> _Problem statement_
Extract all data as written.
★ ★ ★ ★
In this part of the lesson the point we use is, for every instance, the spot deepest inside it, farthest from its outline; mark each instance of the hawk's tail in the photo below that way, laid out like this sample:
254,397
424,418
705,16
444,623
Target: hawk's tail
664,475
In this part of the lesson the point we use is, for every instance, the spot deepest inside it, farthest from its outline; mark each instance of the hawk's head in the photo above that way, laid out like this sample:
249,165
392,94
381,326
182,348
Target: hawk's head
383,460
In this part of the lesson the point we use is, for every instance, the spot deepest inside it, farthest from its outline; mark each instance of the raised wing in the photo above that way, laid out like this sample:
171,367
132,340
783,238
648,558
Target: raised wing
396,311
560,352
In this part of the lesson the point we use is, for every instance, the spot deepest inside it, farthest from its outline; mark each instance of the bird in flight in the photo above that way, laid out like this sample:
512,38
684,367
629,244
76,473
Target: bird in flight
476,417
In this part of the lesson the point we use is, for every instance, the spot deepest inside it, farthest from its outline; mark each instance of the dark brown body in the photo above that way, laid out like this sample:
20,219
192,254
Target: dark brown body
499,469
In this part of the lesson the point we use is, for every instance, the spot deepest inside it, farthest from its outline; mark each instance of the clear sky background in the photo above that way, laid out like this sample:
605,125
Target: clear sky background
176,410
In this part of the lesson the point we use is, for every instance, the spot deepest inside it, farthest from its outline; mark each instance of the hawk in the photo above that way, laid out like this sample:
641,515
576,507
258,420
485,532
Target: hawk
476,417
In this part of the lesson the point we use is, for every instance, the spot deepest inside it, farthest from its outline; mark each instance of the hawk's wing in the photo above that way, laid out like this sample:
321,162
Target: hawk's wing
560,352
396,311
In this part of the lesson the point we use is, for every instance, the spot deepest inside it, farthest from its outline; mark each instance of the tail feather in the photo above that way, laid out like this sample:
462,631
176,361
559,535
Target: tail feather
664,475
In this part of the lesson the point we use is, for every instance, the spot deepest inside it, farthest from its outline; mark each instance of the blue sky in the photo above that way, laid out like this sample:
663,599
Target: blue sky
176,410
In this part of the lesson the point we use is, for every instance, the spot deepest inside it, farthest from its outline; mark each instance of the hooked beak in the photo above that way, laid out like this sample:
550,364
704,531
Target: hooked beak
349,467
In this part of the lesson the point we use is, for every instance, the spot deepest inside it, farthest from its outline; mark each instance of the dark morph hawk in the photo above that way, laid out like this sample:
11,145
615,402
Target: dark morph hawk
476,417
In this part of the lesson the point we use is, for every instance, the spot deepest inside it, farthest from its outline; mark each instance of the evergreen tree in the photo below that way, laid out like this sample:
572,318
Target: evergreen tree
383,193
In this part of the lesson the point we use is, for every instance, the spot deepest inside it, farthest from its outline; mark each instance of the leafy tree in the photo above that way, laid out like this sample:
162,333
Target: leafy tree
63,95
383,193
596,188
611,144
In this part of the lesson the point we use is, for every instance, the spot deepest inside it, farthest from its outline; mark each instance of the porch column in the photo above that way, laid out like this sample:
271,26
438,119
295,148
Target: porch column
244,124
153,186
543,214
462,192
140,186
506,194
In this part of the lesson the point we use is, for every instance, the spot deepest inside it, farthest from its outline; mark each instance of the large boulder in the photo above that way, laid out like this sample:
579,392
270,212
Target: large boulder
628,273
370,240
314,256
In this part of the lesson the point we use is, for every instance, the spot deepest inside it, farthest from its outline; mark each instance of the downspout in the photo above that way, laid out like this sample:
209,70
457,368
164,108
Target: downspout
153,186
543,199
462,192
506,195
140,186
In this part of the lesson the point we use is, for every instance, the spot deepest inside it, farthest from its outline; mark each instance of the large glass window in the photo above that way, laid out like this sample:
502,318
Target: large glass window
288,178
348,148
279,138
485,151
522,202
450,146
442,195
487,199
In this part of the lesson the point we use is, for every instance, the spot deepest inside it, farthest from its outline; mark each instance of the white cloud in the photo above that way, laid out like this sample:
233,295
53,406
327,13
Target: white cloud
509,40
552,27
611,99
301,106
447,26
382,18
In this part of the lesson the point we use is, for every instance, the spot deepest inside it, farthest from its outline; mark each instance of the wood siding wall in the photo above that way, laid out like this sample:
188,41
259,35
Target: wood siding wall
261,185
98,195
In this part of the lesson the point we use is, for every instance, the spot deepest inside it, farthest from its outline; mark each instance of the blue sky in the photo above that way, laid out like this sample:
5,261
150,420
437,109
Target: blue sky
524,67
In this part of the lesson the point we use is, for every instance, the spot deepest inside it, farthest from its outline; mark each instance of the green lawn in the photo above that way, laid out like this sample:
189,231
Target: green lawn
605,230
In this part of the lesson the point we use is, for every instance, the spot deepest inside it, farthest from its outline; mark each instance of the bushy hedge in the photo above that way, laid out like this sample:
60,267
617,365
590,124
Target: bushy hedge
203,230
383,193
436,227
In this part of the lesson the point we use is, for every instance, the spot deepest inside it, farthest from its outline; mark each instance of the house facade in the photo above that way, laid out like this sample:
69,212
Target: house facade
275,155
★ ★ ★ ★
> _Reply to the exercise_
In this part of the lesson the point we use is, for every instance, the spot deepest inside it, farthest from its outline; mark each instance of the hawk's tail in the photo below that way, laid out like this sample:
254,397
424,418
705,16
444,623
Target: hawk's tail
664,475
In this part of the lesson the point we use is, for every instance, the spot deepest inside it, farthest from its outline; mark each instance of the hawk's head in the photo above that way, laid out like this sample:
249,165
392,94
381,326
182,348
Target: hawk's head
383,460
In this part of the lesson the point we use is, for every instance, the spot deepest inside it, farthest from its outline; mark each instance of the raised wing in the photo above that way, laid out like this sample:
171,367
132,340
783,238
648,558
Target: raised wing
396,311
560,352
In this part of the lesson the point we use is, for every instance, the spot deepest inside it, farthest from its outline; mark each instance of the bird in flight in the photo above that way, laid out like this sample:
512,38
684,367
629,244
76,473
Target: bird in flight
476,417
In this part of the lesson the point we use is, for every instance, the spot deepest inside it, farthest from its outline; mark each instance of the dark brown body in the photo above that way, laid out like this sample:
20,219
192,254
Target: dark brown body
499,469
In this part of the lesson the point we use is, for every instance, the spot deepest inside it, farthest from its outline; mark each instance of the clear sky background in the photo above that way, laid out like this sample:
605,125
Target: clear sky background
176,410
In this part of the lesson the point we use is, for every instance, the spot deepest inside it, farthest from its outline; mark each instance of the hawk in the photo above that way, laid out like this sample:
641,515
576,507
258,420
485,532
Target: hawk
476,417
In this part of the lesson the point we use is, for every instance, the spot deepest inside it, farthest from its outline; mark each instance of the hawk's wing in the photo above that way, laid out like this sample:
321,162
Target: hawk's wing
560,352
396,311
In this part of the lesson the point we use is, for every instance, the spot deepest inside it, farthest from its outline; mark each instance of the tail feather in the photo above that way, laid out like this sample:
462,631
176,361
559,535
Target: tail feather
664,475
In this part of the lesson the point we use is, for every instance, the spot deepest inside it, farthest from its outline; mark each instance of the blue sky in the photo above that way, laid out like this sample:
663,599
Target: blue sky
176,410
In this part of the lesson the point we use is, for every instance, the spot deepest inside it, farthest from its outline; mark each instance of the hooked beak in the photo above that way, laid out like this sample:
550,364
704,531
Target: hooked beak
349,467
In this part of the lesson the point we use is, for every instance, the spot deepest inside it, farthest from its outline; mark each instance of the dark morph hawk in the photo above that way, laid out like this sample:
11,145
615,402
Target: dark morph hawk
476,417
In this part of the lesson the point we use is, for every instance, the spot deepest inside it, farthest from its outline; mark each instance of the evergreen tree in the photo below that way, laid out like this sample:
572,318
Target: evergreen tree
383,193
In this part of the lesson the point we use is, for every instance, the spot deepest inside it, farthest from its outline; mark each instance of the leafy tree in the photo above that way, laid out like this sample:
162,333
Target: leafy tree
63,95
383,193
596,188
611,144
In this part of the lesson the point we use is, for every instance, the spot deepest inside it, farthest from its outline; mark each instance of the porch column in the photo above that way, laid out like this sample:
271,26
438,119
295,148
Target: porch column
244,124
153,186
543,214
462,192
140,186
506,194
In this part of the lesson the point we use is, for every instance, the spot deepest inside it, farthest from its outline; mark each instance of the large boulder in the photo above that way, laid out like this sample:
579,392
270,212
Target: large boulder
628,273
370,240
314,256
In this part of the lesson the point we use is, for every instance, the spot deepest inside it, farthest from its outline; mark each instance of the downspout in the photo above that way, laid out like this sample:
209,70
457,368
164,108
Target: downspout
153,186
543,199
462,192
506,195
140,186
In this part of the lesson the point we use is, for every instance, the spot deepest inside it, farthest from its outline; mark each instance of the large glass window in the photo above that way, laid out like this sample:
502,318
Target: large glass window
288,178
348,148
279,138
485,151
522,202
450,146
442,195
487,199
In this part of the lesson the point we use is, for every instance, the spot deepest inside it, farthest from its outline; mark each instance of the white cloud in the photo above that way, laid out like this sample:
233,295
53,406
327,13
Target: white cloud
509,40
552,27
611,99
301,106
447,26
382,18
In this part of the lesson the point we use is, for every instance, the spot deepest inside it, farthest from its outline; mark each instance of the wood siding wall in the photo above that way, laid out like this sample:
188,41
259,35
Target: wood siding wall
261,185
98,195
In this part of the lesson the point we use is, for every instance, the spot deepest inside it, farthest from its outline; mark each instance of the blue sky in the photo above that way, laid out like this sample:
5,261
150,420
437,109
Target: blue sky
524,67
In this part of the lesson the point we use is, for every instance, the spot deepest inside it, farthest from its outline; mark each instance of the green lawn in the photo above that way, laid out like this sample:
189,231
Target: green lawn
605,230
In this part of the lesson the point we use is, for every instance, the spot deepest inside it, farthest from its outline; mark each instance of the bushy hedge in the photo above that way, laid out like this sample:
60,267
617,365
590,124
Target: bushy hedge
203,230
383,193
436,227
In this part of the lesson the point we use is, for every instance, the spot deepest inside it, farthest from its outline; mark each instance of the house facade in the photo above that way, laid out like this sample:
69,212
Target: house facade
275,155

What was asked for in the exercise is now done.